• _Data in this exercise_:
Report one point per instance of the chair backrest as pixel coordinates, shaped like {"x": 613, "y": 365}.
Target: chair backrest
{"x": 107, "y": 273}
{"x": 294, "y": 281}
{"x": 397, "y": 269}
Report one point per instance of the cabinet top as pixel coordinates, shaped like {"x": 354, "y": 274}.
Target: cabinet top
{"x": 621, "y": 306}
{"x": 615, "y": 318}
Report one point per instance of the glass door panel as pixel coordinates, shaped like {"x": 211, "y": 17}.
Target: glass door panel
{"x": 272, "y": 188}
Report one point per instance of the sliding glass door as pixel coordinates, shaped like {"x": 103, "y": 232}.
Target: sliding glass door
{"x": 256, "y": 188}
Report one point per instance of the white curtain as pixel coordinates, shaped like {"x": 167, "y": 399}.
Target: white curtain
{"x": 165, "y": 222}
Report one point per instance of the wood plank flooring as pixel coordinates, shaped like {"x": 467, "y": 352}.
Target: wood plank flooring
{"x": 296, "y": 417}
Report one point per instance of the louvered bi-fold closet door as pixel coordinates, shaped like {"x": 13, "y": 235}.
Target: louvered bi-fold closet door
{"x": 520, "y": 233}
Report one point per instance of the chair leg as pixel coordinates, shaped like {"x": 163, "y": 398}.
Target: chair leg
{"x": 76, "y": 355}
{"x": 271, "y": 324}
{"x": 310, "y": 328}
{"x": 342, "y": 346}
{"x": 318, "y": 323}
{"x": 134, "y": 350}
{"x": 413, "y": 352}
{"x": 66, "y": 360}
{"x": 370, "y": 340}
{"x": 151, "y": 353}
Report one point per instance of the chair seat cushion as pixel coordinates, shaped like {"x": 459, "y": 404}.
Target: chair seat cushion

---

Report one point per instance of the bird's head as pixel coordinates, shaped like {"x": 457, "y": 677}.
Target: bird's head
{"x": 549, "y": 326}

==

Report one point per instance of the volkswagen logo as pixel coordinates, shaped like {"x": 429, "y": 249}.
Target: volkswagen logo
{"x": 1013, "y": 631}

• _Directions for this task_:
Reproduce only the records from the line that contains "Report one point per instance of the chair seat" through the line that contains "Target: chair seat cushion", replacing "cushion" with "pad" and leaving everything else unchanged.

• _Complete output_:
Report one point per instance of the chair seat pad as pixel coordinates, shaped like {"x": 459, "y": 404}.
Target: chair seat pad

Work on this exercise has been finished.